[Photo object pointing data]
....
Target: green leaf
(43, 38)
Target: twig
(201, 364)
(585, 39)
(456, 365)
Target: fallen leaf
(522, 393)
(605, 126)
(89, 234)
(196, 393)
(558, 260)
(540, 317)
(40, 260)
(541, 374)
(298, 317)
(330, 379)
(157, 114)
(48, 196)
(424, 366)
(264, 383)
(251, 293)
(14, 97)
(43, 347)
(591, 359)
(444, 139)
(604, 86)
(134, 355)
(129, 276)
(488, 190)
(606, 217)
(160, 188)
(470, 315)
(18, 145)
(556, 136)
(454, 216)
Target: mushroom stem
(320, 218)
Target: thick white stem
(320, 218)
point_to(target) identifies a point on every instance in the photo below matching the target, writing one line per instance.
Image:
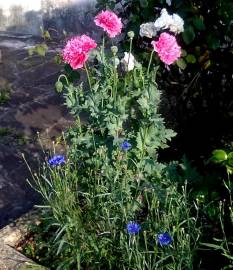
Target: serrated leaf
(219, 155)
(190, 58)
(41, 49)
(199, 23)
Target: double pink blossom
(167, 48)
(109, 21)
(76, 51)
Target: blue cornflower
(125, 146)
(164, 239)
(56, 160)
(133, 228)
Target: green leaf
(41, 49)
(213, 41)
(199, 23)
(181, 63)
(59, 86)
(190, 58)
(188, 34)
(219, 155)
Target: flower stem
(88, 76)
(148, 69)
(130, 50)
(103, 47)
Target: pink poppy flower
(76, 51)
(167, 48)
(109, 21)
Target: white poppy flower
(172, 22)
(147, 30)
(128, 61)
(164, 21)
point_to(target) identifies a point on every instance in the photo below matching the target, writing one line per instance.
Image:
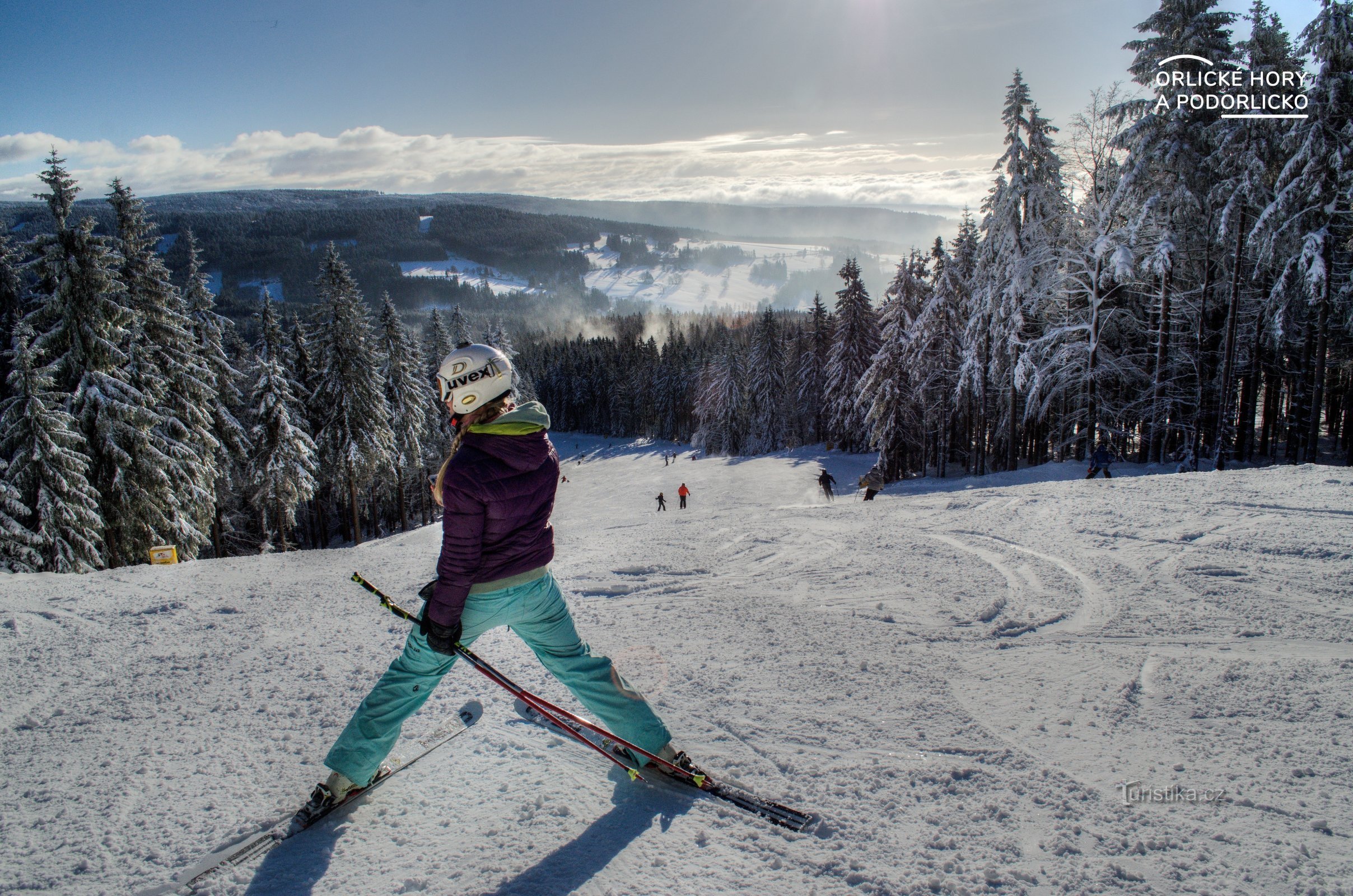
....
■ Task requirements ■
Please pull out each line of the data that contains the word "white". Only matches with the same capitalization count.

■ Worked answer ■
Target: thick white stem
Target: white poppy flower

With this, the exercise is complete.